* **TASK STATEMENT**:
In the budget article below, rewrite the paragraph that begins "If your business is registered for GST" as a brief bulleted list, keeping its main facts.

* **PASSAGE TO READ**:
--- START ---

2018/19 Budget changes that may affect your business.

StuartBusiness Process, General, Super, Tax

2018-19 budget changes affect small business

Reward for work is a dominant theme in this year’s Budget. The seven year personal income tax plan initially targets low to middle income earners before making significant changes to the tax brackets.

While there’s much to be said about the complete budget, we’ve reviewed the key highlights that may affect your business.

$20k accelerated depreciation extended until 30 June 2019

The ability for small business entities to claim an immediate deduction for assets costing less than $20,000 has been extended until 30 June 2019.

From 1 July 2019, the immediate deduction threshold will reduce back to $1,000.

There are no limits to the number of times you can use the immediate deduction assuming your cashflow supports the purchases.

If your business is registered for GST, the cost of the asset needs to be less than $20,000 after the GST credits that can be claimed by the business have been subtracted from the purchase price. If your business is not registered for GST, it is the GST inclusive amount.

542 Tip: If you purchase assets costing $20,000 or more, the immediate deduction does not apply but small businesses have the ability to allocate the purchase to a pool and depreciate the pool at a rate of 15% in the first year and 30% for each year thereafter.

Research & development incentive shake-up

Applying to income years starting on or after 1 July 2018, the way the research and development (R&D) tax incentive applies will change to focus on ‘more intensive’ R&D activities, particularly in medical and clinical development.

--- END ---

* **EXTRACTED DATA**:
--- START ---

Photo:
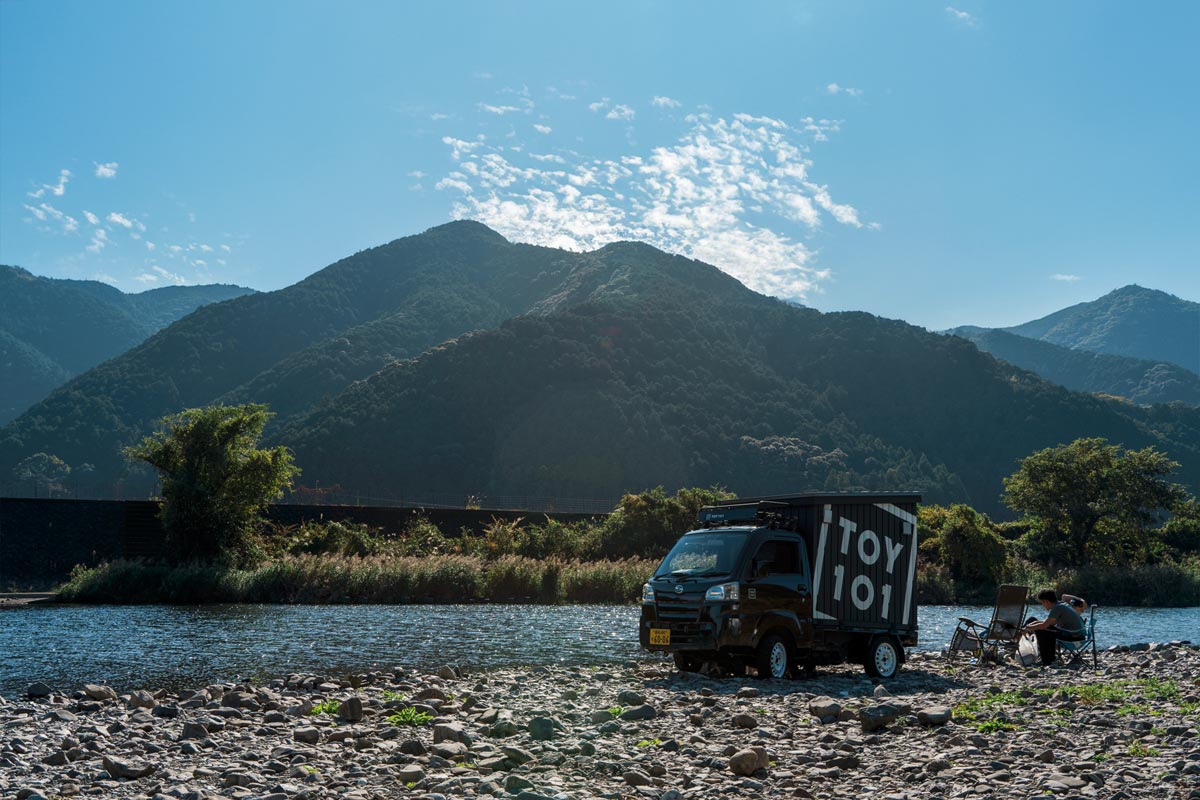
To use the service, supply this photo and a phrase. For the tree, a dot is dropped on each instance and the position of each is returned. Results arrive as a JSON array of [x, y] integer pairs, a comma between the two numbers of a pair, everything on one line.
[[1091, 500], [42, 469], [966, 542], [215, 480]]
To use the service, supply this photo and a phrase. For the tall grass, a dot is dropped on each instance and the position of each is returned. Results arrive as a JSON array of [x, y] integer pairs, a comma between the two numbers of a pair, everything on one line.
[[372, 579]]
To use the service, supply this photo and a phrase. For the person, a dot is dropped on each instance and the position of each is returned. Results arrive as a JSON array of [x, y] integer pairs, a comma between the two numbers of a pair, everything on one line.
[[1061, 623], [1077, 602]]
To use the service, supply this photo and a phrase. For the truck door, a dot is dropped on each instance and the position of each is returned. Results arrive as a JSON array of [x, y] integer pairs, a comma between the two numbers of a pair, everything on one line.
[[779, 585]]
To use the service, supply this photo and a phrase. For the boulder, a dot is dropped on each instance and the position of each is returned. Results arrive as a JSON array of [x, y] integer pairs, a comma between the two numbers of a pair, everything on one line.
[[748, 762], [131, 770]]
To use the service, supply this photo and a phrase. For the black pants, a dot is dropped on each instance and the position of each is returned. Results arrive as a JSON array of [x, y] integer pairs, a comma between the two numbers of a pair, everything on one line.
[[1048, 642]]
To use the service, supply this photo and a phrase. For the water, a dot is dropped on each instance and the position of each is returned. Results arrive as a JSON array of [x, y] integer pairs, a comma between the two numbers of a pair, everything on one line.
[[171, 645]]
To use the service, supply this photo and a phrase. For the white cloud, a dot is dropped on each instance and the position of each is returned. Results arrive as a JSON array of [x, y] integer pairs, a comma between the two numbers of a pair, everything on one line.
[[964, 17], [834, 89], [735, 192], [57, 188], [621, 112], [99, 240]]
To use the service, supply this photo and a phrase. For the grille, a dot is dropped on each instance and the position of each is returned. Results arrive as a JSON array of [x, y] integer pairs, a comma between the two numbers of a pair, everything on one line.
[[683, 608]]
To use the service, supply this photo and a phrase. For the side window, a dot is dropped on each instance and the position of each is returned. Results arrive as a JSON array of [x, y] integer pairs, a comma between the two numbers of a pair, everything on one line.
[[778, 558]]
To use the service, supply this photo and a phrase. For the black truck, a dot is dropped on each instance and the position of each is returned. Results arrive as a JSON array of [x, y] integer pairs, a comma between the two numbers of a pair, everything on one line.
[[786, 583]]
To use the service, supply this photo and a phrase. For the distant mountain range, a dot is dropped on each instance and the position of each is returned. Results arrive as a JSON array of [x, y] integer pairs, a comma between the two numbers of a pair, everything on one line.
[[457, 361], [52, 329], [1137, 343]]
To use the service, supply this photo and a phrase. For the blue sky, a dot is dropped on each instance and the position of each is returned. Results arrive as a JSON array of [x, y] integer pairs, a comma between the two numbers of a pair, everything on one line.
[[966, 163]]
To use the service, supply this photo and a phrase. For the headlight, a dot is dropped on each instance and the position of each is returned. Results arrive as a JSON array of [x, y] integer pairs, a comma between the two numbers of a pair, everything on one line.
[[723, 591], [647, 594]]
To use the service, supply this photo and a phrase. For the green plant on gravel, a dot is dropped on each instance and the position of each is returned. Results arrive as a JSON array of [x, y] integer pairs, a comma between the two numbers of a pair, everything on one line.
[[411, 716], [1141, 751], [325, 707]]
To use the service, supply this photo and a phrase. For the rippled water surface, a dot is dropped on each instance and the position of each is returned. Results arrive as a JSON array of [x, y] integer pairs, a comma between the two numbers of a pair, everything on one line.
[[156, 645]]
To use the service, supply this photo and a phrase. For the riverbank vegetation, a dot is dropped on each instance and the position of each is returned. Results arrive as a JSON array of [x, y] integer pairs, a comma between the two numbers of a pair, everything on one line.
[[1097, 521]]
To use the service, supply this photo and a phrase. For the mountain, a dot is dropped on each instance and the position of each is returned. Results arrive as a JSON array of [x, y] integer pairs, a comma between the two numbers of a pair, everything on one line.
[[1132, 322], [53, 329], [456, 361], [1141, 382]]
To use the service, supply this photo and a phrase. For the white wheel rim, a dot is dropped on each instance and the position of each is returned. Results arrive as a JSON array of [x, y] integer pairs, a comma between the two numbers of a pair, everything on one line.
[[885, 659], [778, 660]]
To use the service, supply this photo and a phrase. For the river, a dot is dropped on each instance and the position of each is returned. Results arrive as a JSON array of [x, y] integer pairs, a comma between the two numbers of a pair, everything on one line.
[[132, 647]]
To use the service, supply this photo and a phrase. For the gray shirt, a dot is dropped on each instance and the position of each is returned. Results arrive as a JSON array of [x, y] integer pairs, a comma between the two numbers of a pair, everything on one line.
[[1066, 618]]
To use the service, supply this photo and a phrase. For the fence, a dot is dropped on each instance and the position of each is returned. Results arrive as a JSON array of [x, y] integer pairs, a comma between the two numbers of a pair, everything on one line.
[[336, 494]]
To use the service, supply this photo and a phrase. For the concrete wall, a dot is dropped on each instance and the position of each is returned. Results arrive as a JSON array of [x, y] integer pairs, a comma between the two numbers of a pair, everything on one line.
[[42, 540]]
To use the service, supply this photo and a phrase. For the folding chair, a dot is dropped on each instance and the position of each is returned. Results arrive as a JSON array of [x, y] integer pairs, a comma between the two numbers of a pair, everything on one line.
[[1003, 630], [1080, 648]]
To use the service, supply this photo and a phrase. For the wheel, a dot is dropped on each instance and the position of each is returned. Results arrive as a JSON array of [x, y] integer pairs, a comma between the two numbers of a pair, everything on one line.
[[774, 656], [883, 657]]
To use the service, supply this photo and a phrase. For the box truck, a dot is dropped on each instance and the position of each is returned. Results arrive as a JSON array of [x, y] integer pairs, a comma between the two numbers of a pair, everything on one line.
[[786, 583]]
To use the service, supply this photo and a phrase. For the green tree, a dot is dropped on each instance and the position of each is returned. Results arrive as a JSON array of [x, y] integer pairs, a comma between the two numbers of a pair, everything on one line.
[[1090, 500], [215, 480], [966, 542], [43, 469]]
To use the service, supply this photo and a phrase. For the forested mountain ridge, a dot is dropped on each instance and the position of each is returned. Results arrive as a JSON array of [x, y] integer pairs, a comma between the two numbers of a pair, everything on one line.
[[1137, 379], [52, 329], [456, 361], [1132, 322]]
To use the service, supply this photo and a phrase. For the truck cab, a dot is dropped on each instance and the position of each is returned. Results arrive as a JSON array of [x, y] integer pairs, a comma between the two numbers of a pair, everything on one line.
[[742, 590]]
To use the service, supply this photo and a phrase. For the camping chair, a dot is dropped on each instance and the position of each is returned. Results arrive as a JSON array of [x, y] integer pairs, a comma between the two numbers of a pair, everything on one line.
[[1080, 648], [1003, 630]]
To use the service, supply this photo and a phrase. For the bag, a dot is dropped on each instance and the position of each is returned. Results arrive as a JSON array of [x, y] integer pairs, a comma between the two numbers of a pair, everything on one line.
[[1027, 650]]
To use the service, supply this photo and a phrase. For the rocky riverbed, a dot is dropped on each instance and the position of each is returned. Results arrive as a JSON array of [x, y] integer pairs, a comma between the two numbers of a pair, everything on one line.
[[940, 729]]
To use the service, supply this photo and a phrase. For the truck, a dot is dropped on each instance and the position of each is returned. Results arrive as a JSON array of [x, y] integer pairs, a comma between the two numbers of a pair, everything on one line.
[[785, 583]]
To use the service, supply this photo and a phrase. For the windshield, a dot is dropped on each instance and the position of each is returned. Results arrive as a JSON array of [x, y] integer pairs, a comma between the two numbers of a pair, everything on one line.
[[703, 554]]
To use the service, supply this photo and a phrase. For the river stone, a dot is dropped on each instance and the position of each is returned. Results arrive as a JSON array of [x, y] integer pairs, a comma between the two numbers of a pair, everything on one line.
[[101, 693], [935, 715], [132, 770], [193, 731], [637, 777], [826, 708], [307, 735], [639, 713], [351, 710], [411, 774], [874, 717], [141, 699], [748, 762], [541, 728]]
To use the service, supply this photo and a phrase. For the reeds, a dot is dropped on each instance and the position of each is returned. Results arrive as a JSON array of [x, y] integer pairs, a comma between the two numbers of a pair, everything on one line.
[[372, 579]]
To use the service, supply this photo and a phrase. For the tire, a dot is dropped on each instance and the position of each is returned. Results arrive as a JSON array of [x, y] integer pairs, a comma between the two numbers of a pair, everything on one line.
[[883, 657], [775, 657]]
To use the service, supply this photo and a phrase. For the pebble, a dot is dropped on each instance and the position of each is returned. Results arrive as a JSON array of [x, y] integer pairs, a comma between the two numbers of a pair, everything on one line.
[[940, 729]]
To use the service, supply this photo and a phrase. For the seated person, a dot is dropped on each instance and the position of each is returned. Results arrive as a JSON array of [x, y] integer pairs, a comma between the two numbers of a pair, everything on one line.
[[1075, 601], [1061, 623]]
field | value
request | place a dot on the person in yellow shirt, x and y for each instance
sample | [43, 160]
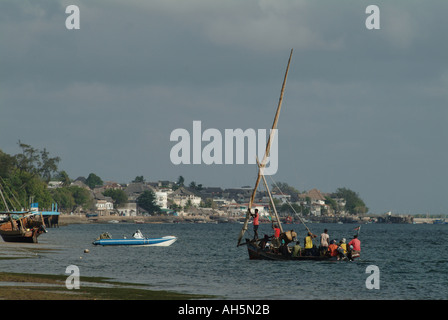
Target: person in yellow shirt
[309, 246]
[342, 249]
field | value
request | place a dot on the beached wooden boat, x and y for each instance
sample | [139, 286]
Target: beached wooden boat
[137, 240]
[22, 227]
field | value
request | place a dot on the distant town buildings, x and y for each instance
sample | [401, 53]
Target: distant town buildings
[230, 202]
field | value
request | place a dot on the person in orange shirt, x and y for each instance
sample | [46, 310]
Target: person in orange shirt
[333, 248]
[256, 223]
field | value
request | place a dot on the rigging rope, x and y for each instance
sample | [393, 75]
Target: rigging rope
[300, 217]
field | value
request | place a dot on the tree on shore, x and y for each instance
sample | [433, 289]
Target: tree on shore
[147, 201]
[354, 204]
[119, 196]
[93, 180]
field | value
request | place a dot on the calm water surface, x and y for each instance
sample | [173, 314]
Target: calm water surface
[412, 259]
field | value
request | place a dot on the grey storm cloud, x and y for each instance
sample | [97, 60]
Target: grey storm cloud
[364, 109]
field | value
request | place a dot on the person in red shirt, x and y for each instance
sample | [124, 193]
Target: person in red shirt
[256, 223]
[355, 246]
[333, 248]
[276, 231]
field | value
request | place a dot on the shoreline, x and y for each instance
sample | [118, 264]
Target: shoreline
[24, 286]
[66, 219]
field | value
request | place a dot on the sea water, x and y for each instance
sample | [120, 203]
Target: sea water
[412, 261]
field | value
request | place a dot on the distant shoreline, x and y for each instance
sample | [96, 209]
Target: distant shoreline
[66, 219]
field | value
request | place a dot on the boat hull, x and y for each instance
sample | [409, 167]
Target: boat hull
[146, 242]
[28, 237]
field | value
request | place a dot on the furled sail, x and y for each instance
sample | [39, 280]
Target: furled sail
[266, 154]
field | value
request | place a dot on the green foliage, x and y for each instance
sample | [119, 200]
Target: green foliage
[119, 196]
[354, 203]
[285, 188]
[24, 178]
[93, 180]
[139, 179]
[36, 162]
[147, 201]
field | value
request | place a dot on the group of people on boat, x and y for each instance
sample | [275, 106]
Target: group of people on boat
[279, 243]
[339, 250]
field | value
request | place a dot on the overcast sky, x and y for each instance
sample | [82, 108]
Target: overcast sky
[363, 109]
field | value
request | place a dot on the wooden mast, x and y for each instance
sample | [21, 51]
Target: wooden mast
[266, 154]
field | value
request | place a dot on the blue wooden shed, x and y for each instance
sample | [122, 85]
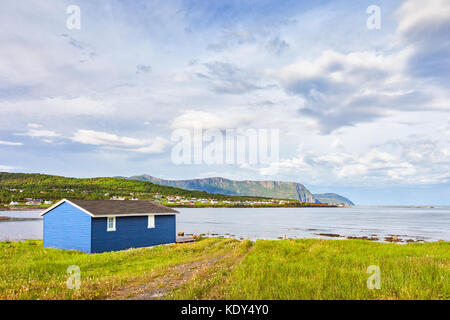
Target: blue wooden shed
[96, 226]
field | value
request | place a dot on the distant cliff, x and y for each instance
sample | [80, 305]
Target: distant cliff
[333, 198]
[270, 189]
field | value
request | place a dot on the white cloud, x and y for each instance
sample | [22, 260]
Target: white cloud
[4, 168]
[114, 142]
[231, 119]
[9, 143]
[35, 132]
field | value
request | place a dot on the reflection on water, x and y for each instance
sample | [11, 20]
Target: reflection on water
[272, 223]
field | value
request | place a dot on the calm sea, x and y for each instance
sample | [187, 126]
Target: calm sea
[272, 223]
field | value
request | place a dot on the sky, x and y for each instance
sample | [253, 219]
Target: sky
[362, 110]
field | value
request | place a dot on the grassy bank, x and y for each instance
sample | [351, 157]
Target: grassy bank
[230, 269]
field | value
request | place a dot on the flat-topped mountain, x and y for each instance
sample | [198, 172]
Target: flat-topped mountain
[269, 189]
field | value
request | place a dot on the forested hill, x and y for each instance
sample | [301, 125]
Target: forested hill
[18, 186]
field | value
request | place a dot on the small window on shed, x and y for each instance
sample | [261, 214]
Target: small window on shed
[111, 224]
[151, 222]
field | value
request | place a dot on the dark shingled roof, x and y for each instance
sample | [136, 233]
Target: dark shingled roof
[116, 207]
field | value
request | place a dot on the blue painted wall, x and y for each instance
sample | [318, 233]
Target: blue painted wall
[67, 227]
[132, 232]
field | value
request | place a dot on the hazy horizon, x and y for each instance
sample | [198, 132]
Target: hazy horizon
[354, 92]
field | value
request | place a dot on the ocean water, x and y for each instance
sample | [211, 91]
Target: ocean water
[427, 224]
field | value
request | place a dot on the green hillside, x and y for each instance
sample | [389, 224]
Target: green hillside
[268, 189]
[18, 186]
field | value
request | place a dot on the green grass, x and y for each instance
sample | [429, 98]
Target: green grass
[285, 269]
[28, 271]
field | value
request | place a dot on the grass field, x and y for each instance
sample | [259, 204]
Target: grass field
[230, 269]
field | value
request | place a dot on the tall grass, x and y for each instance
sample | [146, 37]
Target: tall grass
[334, 269]
[29, 271]
[231, 269]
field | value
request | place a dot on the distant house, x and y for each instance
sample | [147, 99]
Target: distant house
[96, 226]
[34, 203]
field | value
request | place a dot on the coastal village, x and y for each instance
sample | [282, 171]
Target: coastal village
[171, 200]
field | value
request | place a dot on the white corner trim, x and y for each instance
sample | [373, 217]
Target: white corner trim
[134, 215]
[73, 204]
[105, 215]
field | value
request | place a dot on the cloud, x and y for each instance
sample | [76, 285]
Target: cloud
[55, 106]
[231, 119]
[227, 78]
[140, 68]
[9, 143]
[35, 132]
[415, 160]
[426, 29]
[115, 142]
[4, 168]
[277, 46]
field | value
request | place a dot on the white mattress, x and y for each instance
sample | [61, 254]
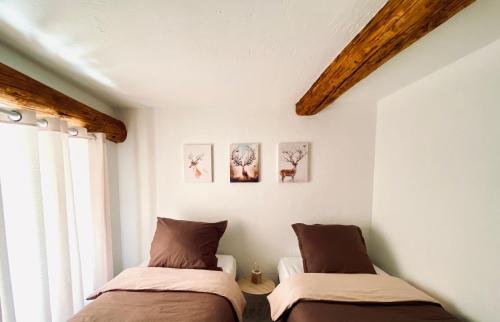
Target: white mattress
[226, 262]
[288, 266]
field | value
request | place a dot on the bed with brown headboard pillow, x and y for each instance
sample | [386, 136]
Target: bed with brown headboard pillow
[181, 283]
[338, 283]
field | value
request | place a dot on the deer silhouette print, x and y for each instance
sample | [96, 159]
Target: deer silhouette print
[195, 160]
[294, 158]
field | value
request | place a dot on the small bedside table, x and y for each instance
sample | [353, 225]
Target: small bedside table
[257, 309]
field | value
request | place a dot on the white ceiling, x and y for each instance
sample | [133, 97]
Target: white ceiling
[186, 53]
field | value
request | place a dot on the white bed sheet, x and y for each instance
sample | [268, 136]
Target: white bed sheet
[226, 262]
[288, 266]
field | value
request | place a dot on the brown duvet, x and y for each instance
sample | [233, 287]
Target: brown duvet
[309, 311]
[353, 298]
[135, 306]
[152, 294]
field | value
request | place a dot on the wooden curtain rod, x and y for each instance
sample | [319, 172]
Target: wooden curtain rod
[396, 26]
[20, 91]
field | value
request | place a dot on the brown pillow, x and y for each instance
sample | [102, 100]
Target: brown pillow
[333, 249]
[186, 244]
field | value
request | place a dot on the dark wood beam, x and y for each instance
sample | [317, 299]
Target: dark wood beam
[20, 91]
[396, 26]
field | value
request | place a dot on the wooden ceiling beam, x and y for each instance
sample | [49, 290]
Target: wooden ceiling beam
[20, 91]
[396, 26]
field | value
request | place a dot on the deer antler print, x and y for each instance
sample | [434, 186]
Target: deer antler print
[195, 160]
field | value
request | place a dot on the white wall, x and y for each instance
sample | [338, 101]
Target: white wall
[436, 205]
[259, 214]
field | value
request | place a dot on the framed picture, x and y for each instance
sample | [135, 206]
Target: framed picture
[244, 162]
[293, 162]
[197, 163]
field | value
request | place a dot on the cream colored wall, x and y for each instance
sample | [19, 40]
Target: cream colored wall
[436, 205]
[21, 63]
[259, 214]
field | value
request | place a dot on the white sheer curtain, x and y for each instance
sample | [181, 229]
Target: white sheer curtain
[54, 222]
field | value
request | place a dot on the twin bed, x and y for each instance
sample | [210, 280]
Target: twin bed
[414, 308]
[162, 294]
[185, 281]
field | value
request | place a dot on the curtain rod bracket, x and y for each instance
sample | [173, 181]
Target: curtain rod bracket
[14, 116]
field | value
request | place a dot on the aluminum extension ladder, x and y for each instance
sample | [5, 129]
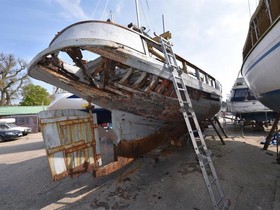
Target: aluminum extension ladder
[203, 154]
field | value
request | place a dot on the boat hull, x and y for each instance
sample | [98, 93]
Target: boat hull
[261, 69]
[150, 95]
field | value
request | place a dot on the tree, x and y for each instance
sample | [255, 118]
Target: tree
[13, 77]
[35, 95]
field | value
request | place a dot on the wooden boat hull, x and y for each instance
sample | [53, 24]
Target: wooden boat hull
[124, 72]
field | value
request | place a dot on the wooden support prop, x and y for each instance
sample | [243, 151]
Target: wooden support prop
[213, 125]
[273, 129]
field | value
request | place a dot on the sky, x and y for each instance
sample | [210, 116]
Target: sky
[207, 33]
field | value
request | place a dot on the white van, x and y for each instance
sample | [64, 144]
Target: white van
[9, 124]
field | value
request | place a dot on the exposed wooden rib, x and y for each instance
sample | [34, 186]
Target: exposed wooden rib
[94, 67]
[141, 80]
[77, 57]
[160, 88]
[152, 84]
[126, 77]
[169, 89]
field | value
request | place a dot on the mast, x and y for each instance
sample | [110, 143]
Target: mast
[137, 13]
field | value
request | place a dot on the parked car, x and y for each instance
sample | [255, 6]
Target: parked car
[12, 126]
[8, 134]
[9, 123]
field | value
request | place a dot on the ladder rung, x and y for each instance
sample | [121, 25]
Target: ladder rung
[214, 180]
[220, 199]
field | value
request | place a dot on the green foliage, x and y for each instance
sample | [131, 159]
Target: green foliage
[35, 95]
[13, 76]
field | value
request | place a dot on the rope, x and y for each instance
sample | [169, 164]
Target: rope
[104, 10]
[95, 9]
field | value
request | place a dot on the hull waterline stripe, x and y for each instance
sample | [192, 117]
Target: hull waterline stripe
[263, 56]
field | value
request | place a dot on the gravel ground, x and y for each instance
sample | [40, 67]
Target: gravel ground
[248, 174]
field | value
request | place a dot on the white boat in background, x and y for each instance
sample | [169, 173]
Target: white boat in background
[244, 106]
[261, 54]
[126, 74]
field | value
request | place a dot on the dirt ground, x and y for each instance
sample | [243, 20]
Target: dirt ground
[249, 177]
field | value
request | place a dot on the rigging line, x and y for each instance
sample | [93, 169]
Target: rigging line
[95, 9]
[147, 19]
[104, 9]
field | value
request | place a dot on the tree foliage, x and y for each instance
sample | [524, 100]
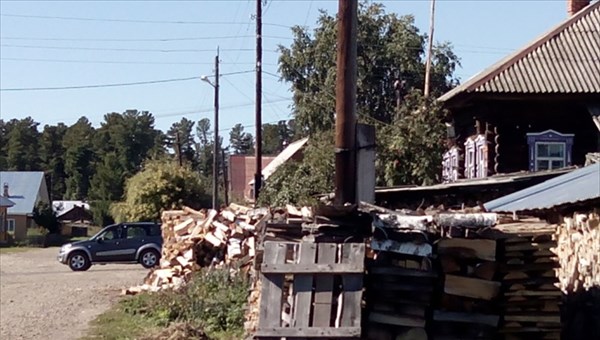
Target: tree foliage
[240, 142]
[296, 182]
[79, 158]
[410, 149]
[390, 49]
[391, 67]
[162, 184]
[44, 216]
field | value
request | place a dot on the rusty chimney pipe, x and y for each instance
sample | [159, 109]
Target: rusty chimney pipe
[574, 6]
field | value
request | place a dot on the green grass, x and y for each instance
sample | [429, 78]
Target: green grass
[116, 323]
[14, 249]
[213, 301]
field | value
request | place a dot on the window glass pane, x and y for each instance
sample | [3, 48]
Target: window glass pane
[558, 164]
[556, 150]
[542, 150]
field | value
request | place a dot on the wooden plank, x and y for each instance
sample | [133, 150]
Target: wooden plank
[301, 268]
[352, 285]
[303, 286]
[408, 248]
[470, 287]
[533, 318]
[326, 254]
[272, 284]
[468, 248]
[397, 320]
[490, 320]
[309, 332]
[401, 272]
[475, 220]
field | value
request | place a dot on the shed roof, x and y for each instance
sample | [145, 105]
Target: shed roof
[565, 60]
[23, 189]
[579, 185]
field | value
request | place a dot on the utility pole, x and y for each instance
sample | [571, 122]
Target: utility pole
[216, 146]
[345, 104]
[225, 177]
[429, 50]
[258, 133]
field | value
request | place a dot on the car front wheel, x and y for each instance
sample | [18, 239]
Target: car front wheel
[149, 258]
[78, 261]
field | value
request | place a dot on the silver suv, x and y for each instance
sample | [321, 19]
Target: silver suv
[138, 242]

--- END ---

* **COMPLETED TASK**:
- GST-registered business: the asset must cost less than $20,000 after subtracting the GST credits the business can claim.
- Business not registered for GST: the $20,000 limit applies to the GST-inclusive amount.